I was looking for some detail on Maxis Fibre to Home service until I came across this while trying to to access the Maxis Customer Forum online:
There was a strong requirement however to design a mechanism to encrypt data flowing through the internet, because unless you could encrypt data, personal and credit information couldn’t (or rather shouldn’t) have been trasmitted across the internet. So it was important that someone somewhere figure out how data on the internet could be encrypted to enable things like online shopping, social networking, even simple email. So sometime in the mid-90s Netscape (the default browser at the time was Netscape Navigator), took up the gauntlet and invented SSL.
At this point, I’m also reminiscing the days when browsers were actually pay-ware rather than freeware. Remember when Netscape Navigator Gold used to cost money?
How does SSL/TLS work?
SSL and it’s successor TLS utilize a public-private key pair. In a public-private key pair, there exist 2 keys.
A Public key, to be shared with the public, and a Private key, to be kept private. In this particular case, The Public key is used for encrypting, while the private key is used for decrypting. Anything encrypted with the Public Key can only be decrypted by the Private Key–so that anything sent to the owner of the Private key could be encrypted easily, and only the owner of the Private key could decrypt the message.

DATA SHOWN:
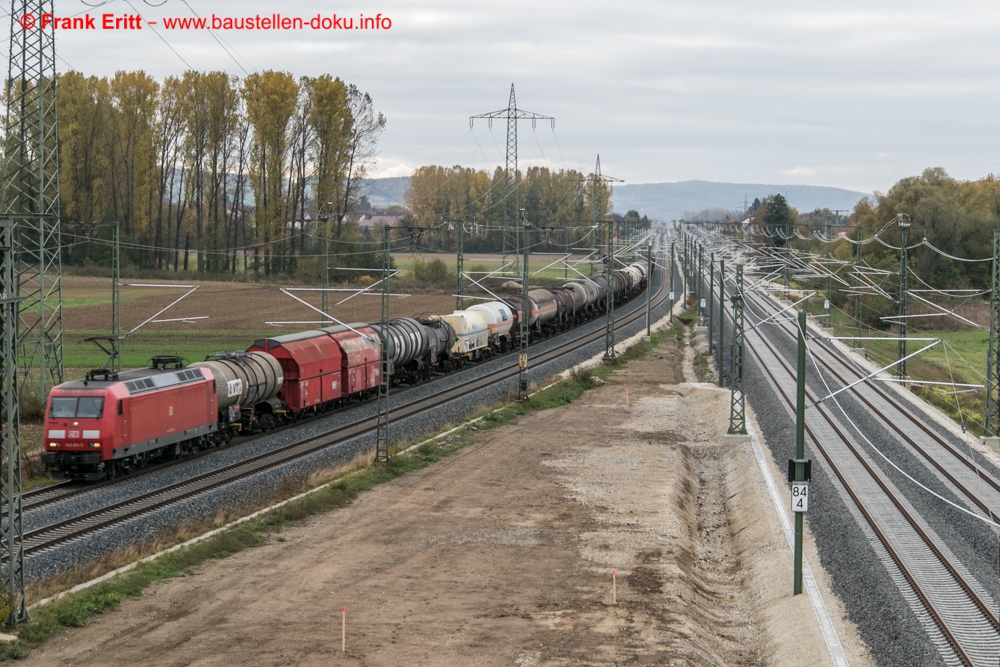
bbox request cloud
[23,0,1000,192]
[372,162,415,178]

THE PROBLEM: Return the stretch of the SSL post from "SSL and it’s" through "decrypt the message.", copied word for word.

REPLY:
SSL and it’s successor TLS utilize a public-private key pair. In a public-private key pair, there exist 2 keys.
A Public key, to be shared with the public, and a Private key, to be kept private. In this particular case, The Public key is used for encrypting, while the private key is used for decrypting. Anything encrypted with the Public Key can only be decrypted by the Private Key–so that anything sent to the owner of the Private key could be encrypted easily, and only the owner of the Private key could decrypt the message.